Extract the final stretch of the data: the line that contains "Where can the swimming" and every line after it, unaltered, and no other lines.

####################

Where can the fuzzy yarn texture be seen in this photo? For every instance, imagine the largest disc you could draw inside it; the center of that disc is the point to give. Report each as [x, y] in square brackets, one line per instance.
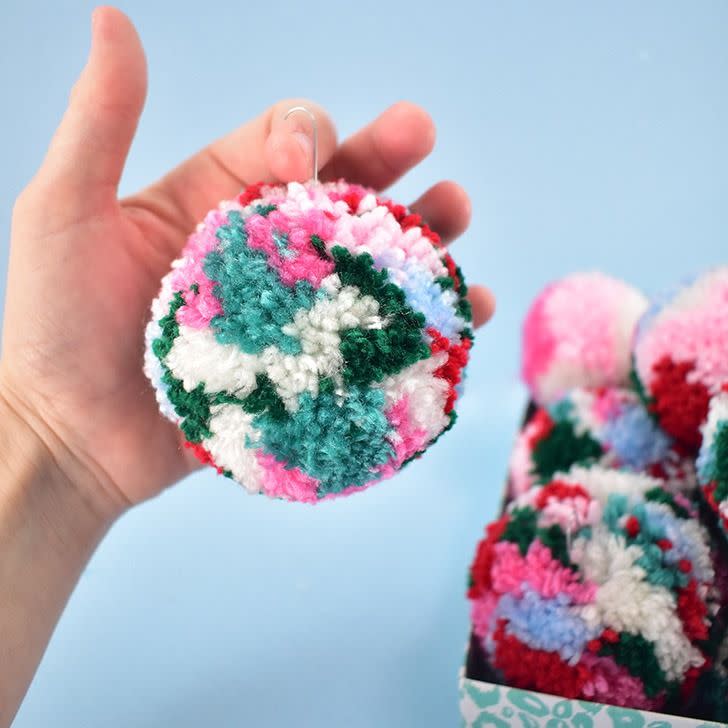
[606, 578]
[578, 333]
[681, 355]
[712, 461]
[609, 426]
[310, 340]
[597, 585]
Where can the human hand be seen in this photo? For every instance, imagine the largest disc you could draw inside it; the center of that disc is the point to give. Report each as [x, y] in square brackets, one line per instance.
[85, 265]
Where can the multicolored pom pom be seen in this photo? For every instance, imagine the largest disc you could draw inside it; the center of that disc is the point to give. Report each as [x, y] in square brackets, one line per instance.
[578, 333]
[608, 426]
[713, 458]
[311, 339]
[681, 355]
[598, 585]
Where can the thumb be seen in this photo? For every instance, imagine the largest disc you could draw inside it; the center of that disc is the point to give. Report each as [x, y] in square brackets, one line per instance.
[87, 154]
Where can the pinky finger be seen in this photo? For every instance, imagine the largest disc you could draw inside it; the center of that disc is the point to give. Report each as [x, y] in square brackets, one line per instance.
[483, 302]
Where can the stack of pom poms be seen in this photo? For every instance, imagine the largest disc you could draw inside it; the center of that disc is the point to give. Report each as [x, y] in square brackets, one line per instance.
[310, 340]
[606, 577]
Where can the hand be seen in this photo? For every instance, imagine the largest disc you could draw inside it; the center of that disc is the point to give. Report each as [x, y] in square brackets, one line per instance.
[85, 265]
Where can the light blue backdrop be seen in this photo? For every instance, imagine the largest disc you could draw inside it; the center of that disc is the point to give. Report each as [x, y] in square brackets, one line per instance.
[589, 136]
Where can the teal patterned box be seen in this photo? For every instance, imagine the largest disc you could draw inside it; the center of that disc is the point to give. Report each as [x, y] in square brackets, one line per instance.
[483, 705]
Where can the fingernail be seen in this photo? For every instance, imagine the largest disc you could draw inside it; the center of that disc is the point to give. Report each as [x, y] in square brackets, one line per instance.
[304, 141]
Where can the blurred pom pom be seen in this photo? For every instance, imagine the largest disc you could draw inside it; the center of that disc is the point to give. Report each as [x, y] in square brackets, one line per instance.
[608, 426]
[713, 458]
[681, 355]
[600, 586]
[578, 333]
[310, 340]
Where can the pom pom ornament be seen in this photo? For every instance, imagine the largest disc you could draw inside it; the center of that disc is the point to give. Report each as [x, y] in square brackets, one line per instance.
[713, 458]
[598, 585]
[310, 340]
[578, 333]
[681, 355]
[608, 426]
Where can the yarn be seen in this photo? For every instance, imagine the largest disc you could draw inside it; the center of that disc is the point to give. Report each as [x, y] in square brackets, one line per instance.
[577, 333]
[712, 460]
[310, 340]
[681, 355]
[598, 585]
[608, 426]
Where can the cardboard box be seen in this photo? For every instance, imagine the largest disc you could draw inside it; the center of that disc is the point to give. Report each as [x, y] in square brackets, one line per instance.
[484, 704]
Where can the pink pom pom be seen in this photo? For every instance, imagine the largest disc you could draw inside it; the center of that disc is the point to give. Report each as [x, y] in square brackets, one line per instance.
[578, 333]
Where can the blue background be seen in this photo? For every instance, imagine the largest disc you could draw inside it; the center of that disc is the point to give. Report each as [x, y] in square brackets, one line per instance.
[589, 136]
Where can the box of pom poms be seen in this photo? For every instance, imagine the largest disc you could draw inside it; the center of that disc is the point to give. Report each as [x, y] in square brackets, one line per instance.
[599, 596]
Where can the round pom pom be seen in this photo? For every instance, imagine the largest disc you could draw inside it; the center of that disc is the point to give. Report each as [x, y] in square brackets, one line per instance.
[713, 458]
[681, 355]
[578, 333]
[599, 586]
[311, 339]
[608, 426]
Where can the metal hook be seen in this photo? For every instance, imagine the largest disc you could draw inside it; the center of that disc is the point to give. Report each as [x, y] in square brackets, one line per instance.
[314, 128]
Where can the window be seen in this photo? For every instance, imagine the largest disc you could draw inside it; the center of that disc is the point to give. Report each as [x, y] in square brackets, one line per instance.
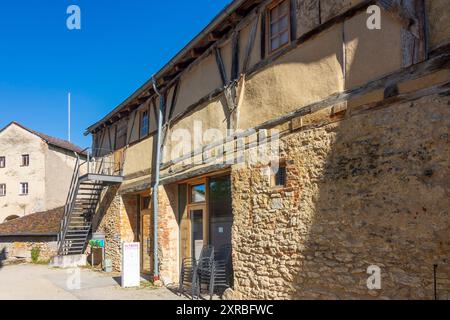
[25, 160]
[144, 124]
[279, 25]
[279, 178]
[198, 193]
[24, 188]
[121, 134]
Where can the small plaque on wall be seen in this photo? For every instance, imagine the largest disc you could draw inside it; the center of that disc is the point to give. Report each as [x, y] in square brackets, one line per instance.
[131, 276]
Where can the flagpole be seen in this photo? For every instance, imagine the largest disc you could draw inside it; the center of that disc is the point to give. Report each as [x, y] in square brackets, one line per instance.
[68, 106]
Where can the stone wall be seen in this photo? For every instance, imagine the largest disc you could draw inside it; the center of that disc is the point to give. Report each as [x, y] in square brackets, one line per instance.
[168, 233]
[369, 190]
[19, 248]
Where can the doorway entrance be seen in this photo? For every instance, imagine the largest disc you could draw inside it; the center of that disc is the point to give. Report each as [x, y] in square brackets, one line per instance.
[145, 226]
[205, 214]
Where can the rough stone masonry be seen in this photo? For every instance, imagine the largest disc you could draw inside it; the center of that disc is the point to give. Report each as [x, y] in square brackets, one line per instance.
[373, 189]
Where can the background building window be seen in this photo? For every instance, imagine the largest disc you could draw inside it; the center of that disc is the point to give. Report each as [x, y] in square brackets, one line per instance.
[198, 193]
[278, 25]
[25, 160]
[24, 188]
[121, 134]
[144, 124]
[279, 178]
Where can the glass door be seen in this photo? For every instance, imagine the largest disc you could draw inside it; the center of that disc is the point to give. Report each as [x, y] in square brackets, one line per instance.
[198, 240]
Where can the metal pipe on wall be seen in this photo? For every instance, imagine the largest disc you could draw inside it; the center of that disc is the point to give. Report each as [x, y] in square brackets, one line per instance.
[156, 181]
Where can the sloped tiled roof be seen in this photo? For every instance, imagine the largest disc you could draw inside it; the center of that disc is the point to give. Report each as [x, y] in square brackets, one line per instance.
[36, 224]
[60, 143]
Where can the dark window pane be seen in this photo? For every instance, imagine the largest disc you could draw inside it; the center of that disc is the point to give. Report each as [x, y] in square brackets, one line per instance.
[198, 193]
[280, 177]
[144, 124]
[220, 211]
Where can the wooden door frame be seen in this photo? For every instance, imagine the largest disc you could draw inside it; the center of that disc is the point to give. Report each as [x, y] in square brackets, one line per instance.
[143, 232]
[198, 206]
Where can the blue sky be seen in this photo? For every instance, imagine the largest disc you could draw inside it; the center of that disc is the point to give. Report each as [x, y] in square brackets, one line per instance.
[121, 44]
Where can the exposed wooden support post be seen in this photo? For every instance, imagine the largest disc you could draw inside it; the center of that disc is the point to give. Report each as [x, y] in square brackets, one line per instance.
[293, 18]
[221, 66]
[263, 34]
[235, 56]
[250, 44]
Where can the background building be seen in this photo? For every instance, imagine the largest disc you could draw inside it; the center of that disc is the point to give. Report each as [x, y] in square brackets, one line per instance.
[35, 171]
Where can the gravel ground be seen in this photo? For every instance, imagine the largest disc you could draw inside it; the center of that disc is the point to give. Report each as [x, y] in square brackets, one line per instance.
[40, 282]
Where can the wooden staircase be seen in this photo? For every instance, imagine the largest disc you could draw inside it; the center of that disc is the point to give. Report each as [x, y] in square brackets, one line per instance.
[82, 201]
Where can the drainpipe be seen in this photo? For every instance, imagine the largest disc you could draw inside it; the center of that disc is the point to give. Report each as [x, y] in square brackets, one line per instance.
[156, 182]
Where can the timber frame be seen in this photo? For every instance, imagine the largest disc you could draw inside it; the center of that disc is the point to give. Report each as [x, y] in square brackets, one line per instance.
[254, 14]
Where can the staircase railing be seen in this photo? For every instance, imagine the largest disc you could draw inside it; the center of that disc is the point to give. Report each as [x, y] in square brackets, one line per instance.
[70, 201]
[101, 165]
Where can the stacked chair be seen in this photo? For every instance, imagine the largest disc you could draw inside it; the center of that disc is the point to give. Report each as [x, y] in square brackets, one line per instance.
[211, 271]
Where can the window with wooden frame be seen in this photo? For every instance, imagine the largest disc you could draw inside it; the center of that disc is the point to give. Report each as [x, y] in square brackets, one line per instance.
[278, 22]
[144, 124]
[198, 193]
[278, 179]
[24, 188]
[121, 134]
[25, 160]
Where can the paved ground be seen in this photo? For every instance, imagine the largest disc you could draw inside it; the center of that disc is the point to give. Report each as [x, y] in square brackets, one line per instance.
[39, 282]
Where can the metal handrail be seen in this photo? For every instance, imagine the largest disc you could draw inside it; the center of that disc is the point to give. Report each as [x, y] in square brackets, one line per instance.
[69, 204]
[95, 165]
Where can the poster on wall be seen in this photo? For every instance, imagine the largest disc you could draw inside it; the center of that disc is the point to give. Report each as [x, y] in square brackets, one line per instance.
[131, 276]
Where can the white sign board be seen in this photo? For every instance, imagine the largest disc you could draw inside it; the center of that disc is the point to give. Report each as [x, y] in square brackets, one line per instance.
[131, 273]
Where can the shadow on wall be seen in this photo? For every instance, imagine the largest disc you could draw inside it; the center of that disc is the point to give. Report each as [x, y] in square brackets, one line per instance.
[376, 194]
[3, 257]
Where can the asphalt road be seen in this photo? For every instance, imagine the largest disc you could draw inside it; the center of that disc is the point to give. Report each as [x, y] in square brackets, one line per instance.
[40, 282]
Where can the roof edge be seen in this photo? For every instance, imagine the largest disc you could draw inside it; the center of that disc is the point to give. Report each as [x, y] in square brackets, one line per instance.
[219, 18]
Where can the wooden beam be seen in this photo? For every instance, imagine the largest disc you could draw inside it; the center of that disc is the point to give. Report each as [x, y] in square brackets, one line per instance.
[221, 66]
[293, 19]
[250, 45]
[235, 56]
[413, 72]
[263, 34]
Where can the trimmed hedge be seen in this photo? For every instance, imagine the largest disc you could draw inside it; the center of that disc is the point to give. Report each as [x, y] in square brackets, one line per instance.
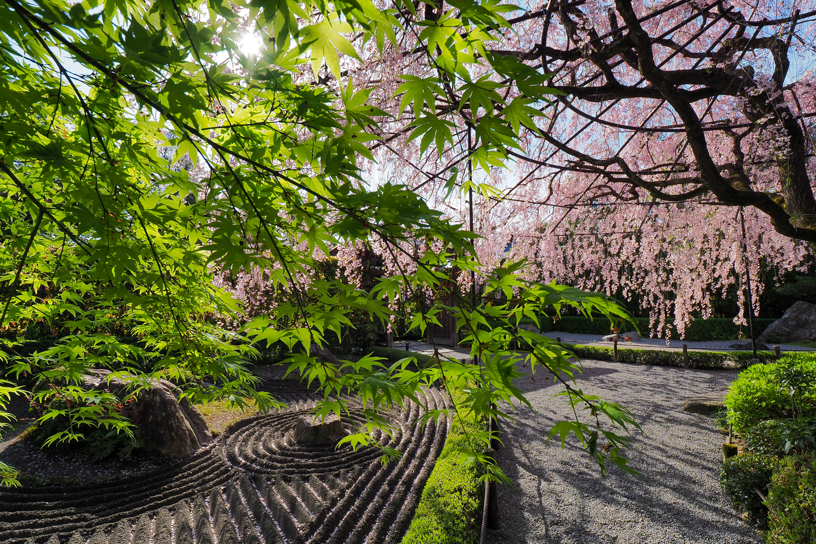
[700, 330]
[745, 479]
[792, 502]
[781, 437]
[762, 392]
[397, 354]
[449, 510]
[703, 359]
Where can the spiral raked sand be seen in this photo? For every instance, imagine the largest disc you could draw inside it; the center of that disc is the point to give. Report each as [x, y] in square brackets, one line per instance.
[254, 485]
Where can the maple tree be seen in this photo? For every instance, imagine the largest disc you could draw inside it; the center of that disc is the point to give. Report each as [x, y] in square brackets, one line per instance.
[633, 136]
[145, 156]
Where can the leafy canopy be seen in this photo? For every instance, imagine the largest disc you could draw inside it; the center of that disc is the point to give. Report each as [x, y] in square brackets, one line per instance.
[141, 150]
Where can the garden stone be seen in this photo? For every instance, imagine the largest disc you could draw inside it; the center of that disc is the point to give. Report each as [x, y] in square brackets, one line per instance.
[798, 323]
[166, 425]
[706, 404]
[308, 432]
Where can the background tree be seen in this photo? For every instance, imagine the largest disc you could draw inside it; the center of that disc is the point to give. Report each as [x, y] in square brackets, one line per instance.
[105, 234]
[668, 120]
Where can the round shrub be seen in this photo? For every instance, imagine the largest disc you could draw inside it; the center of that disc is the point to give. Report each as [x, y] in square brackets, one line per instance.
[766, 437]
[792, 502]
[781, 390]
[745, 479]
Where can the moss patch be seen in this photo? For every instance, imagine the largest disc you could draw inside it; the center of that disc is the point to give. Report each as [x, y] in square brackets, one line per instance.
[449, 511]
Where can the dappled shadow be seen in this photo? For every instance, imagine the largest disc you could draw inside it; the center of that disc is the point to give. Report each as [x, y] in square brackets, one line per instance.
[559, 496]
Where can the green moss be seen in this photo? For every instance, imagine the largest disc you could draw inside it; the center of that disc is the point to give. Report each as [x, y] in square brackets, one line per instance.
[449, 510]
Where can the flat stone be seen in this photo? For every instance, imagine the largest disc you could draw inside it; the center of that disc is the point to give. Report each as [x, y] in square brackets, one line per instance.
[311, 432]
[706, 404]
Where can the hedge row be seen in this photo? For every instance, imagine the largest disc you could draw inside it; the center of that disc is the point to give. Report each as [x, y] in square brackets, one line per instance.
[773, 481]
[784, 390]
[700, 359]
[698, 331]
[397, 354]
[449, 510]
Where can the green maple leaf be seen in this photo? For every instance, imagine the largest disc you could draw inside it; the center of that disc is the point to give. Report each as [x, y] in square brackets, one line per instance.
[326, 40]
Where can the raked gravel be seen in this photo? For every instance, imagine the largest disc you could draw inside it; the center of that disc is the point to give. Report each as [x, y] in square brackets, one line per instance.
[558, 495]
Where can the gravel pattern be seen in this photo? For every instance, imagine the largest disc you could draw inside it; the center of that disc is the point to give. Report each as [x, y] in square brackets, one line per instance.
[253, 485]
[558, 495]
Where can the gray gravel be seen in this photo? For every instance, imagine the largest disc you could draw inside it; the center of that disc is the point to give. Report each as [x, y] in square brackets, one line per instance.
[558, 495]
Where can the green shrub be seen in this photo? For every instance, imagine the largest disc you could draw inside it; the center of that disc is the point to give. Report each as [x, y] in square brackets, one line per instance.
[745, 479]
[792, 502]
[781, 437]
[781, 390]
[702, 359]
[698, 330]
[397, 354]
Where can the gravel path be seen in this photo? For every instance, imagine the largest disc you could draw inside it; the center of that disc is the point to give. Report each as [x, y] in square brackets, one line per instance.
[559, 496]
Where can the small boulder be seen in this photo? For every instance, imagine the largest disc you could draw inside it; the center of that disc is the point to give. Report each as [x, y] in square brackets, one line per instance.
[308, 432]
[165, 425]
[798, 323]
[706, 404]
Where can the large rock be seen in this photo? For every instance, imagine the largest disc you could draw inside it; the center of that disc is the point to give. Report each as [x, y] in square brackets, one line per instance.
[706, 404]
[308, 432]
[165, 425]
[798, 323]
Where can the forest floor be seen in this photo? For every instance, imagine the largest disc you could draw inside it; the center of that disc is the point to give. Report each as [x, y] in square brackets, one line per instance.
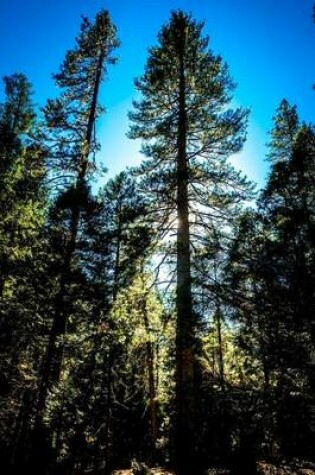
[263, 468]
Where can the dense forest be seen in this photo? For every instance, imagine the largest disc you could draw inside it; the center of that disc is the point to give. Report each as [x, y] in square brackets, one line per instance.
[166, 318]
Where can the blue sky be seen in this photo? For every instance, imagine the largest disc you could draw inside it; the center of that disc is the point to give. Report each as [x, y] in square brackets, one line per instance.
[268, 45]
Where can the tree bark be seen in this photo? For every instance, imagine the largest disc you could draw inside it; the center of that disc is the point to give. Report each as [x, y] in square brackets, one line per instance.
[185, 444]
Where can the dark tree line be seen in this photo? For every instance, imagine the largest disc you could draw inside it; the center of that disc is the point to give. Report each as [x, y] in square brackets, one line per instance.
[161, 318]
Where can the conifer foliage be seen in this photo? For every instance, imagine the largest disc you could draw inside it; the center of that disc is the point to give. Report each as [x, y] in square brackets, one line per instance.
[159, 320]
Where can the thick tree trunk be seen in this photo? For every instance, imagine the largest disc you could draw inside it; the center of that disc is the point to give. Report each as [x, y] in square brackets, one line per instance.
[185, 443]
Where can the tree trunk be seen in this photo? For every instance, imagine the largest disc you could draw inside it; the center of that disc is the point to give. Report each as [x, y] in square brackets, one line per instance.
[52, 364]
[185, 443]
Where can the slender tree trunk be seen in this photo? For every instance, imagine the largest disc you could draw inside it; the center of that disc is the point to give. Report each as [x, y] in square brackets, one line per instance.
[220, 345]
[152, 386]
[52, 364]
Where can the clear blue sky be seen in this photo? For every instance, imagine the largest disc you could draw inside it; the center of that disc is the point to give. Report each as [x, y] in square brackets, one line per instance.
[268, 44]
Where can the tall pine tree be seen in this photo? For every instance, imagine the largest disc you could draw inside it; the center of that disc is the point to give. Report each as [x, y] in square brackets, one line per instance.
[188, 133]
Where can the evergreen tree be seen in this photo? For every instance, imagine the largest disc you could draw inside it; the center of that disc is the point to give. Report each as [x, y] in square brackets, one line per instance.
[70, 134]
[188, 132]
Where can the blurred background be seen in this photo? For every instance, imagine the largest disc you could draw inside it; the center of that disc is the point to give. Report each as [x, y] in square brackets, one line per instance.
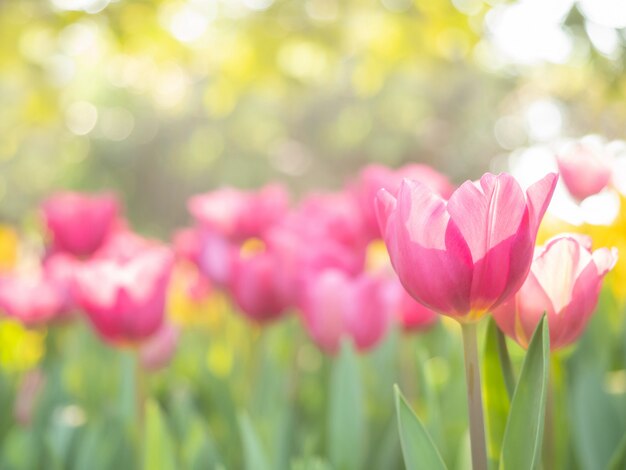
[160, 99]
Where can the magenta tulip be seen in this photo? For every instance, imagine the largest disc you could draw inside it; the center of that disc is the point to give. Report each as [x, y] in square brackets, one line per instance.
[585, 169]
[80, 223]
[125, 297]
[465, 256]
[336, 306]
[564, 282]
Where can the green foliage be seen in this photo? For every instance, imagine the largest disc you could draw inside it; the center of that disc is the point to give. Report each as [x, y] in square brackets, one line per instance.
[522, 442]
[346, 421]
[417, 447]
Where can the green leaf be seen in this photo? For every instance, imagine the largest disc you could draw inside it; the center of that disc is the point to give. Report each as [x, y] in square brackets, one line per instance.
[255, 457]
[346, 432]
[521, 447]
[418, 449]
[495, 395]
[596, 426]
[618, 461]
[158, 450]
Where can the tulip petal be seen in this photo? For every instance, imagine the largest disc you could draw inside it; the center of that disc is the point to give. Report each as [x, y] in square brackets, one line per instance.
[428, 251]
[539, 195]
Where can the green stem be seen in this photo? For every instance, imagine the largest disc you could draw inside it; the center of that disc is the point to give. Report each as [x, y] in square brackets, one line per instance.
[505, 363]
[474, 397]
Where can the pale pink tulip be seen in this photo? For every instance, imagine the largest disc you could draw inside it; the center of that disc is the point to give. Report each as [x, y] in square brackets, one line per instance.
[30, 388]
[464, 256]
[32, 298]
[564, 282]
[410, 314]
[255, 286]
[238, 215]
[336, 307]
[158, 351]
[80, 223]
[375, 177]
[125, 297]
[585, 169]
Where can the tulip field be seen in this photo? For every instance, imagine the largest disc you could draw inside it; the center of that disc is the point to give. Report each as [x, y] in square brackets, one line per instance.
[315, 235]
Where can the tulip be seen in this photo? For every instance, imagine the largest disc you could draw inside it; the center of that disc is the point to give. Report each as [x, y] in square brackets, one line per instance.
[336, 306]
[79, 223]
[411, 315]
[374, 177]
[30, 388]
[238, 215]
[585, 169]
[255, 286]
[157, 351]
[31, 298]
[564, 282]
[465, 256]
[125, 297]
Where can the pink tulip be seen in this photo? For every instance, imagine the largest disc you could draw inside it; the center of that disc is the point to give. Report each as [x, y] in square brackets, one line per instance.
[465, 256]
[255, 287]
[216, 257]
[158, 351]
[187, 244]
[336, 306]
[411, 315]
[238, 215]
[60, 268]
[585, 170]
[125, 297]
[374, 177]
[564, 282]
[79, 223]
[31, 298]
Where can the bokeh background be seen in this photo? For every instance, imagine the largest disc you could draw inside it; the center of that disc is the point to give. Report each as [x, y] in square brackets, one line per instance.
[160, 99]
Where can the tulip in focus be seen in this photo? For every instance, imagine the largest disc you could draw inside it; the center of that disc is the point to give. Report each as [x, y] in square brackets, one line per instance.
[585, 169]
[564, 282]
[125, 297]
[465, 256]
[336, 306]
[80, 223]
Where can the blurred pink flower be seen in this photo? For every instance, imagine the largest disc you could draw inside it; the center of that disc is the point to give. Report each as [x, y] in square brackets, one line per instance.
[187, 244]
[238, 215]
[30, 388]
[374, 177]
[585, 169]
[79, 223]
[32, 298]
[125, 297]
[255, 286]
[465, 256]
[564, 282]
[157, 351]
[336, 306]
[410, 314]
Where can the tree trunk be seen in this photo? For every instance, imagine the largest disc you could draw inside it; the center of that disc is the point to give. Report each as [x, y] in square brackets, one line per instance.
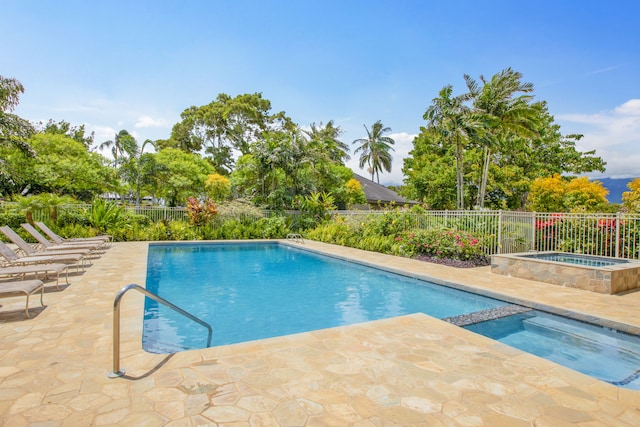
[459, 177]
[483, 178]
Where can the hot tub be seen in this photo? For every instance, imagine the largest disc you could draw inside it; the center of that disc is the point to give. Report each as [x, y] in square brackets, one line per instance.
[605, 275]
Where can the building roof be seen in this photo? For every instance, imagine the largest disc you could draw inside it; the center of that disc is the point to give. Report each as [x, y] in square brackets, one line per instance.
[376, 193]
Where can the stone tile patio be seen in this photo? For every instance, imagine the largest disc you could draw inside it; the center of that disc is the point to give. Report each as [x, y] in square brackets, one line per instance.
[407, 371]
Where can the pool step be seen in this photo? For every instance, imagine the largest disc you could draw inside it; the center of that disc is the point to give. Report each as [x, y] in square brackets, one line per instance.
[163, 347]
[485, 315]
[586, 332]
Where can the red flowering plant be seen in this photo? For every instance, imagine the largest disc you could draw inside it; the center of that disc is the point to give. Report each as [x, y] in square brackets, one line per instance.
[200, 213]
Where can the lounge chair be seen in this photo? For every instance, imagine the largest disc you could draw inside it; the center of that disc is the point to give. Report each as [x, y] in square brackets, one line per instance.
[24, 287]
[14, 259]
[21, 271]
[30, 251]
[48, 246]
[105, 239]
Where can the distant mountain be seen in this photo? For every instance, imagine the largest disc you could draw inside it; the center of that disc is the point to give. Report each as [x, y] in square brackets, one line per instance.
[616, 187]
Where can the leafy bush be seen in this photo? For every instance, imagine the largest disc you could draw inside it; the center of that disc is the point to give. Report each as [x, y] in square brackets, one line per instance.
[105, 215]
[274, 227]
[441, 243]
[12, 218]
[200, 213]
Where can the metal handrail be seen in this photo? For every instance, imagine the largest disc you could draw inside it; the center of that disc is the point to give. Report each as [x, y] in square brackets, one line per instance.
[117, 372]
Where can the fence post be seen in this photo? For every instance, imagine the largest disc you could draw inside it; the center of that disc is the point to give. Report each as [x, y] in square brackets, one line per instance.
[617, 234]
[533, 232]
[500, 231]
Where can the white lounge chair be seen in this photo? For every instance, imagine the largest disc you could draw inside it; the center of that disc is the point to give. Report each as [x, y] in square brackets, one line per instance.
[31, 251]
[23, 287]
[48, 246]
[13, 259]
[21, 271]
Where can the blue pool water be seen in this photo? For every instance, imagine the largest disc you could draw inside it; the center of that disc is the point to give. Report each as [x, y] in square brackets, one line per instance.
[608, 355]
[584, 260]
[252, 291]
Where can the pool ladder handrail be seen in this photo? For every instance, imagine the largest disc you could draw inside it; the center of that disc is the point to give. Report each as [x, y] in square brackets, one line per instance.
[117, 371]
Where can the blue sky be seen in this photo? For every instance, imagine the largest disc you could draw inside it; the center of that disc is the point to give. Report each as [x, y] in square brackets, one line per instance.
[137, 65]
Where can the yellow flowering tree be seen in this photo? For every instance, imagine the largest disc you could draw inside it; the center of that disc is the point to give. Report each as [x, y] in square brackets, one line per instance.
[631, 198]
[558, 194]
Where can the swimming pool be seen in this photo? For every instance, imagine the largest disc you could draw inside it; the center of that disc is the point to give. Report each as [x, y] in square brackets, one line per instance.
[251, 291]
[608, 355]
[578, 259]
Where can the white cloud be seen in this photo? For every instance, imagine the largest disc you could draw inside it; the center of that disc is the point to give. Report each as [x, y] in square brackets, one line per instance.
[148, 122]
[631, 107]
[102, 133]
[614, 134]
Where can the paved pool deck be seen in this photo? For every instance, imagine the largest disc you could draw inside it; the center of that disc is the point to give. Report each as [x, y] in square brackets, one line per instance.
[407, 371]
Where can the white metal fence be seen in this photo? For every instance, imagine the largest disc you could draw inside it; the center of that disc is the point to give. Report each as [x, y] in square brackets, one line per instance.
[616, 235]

####################

=== Answer ===
Where can the swimming pool be seen in this photo? For every instance, imagine the largest disc you could draw inside it; the center of that disc is the point to give. Report each as [x, y] in square brackets, one line per instance.
[251, 291]
[608, 355]
[578, 259]
Where can the white cloud be seen in this photo? For every instance, imagine the largest disc you could draw inside it; the center of that disc is the point to give. Report each as [x, y] in square brackets, one line per instance.
[148, 122]
[631, 107]
[102, 133]
[614, 134]
Where can the paved pool deck be seen in this photo? For every instance, imagine the largest disc you could draw inside it; the center of that disc is the point to give. Report each as [x, y] in square brackets, one line per instance.
[407, 371]
Where can the white metal fence be seen in this photo? For every instance, imagine the largest disc you could draw inside it; the center of that disc is the point to give. Report each as [x, y] in square brackets, one line per instance.
[616, 235]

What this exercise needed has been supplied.